## GOAL OF THE EXERCISE:
Your task is to retype every entry exactly while omitting the pictures.

━━━━━━━━━━━━━━━━

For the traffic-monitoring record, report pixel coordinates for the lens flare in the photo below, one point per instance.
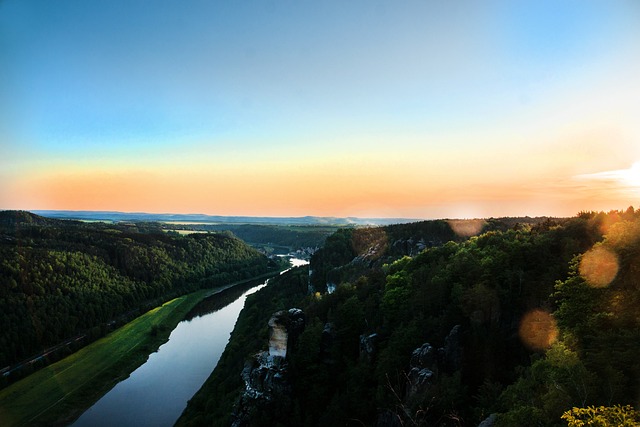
(538, 329)
(599, 266)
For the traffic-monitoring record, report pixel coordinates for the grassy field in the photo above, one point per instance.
(59, 393)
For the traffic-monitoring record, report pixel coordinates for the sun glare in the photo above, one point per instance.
(599, 266)
(538, 329)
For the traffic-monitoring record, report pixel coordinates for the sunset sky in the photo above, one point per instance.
(418, 109)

━━━━━━━━━━━━━━━━

## TASK RESULT:
For the traffic-monitoring record, report pixel coordinates for the lens flare in the photo below, one point per instance.
(538, 329)
(599, 266)
For the traffic-monitoring record, report pixel coordinates for the grassy field in the photo above, one point per instance.
(59, 393)
For the traffic-monitoring record, report pixel coordinates for the sun glare in the photo above, one point per instance.
(599, 266)
(538, 329)
For the traffic-monitoring record, report pixel coordinates for the sunset sky in the photo above, one point per instance.
(418, 109)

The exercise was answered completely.